**SUPPLIED DATA**.
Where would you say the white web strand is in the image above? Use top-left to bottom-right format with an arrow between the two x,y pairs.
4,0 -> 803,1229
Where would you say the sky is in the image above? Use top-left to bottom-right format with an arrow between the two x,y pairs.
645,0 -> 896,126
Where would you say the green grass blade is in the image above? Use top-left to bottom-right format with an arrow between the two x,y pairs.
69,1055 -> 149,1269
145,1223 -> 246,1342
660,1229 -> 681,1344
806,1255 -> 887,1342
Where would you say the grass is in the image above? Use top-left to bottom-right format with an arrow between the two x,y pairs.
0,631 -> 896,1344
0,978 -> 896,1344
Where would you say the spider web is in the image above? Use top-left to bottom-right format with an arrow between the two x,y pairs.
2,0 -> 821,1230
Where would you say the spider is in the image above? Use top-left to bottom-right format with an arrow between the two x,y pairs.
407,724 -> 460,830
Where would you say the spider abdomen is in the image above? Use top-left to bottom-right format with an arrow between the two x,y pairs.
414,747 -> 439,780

**OBJECTIVE**. Rewrite the records as a numbered list, starting at the line that contains "Where would you say the green" and running through the end of the records. Leave out any blank lines.

**WORKED SOLUTION**.
1. Where would you say the green grass blade is in the image above? Use top-left to bottom-right format with an arrow between the two x,y pairs.
2. 69,1055 -> 149,1269
3. 145,1223 -> 246,1342
4. 660,1229 -> 681,1344
5. 806,1255 -> 887,1342
6. Where would you say the grass is in the image above? Use top-left to bottom-right format with an arrow between the two x,y pairs.
7. 0,631 -> 896,1344
8. 0,978 -> 896,1344
9. Where would you say the spider web is in the image above? Use top-left to bottom-right format with an arrow between the two x,y pairs.
10. 2,0 -> 821,1230
11. Where would you say the spider is in the image above? Use top-left to bottom-right format with an arrow between the two x,y pairs.
12. 407,724 -> 460,830
13. Where would you say the spider abdomen is in the image above? Use top-left to bottom-right format with an arrow between the two x,y pairs.
14. 414,747 -> 439,780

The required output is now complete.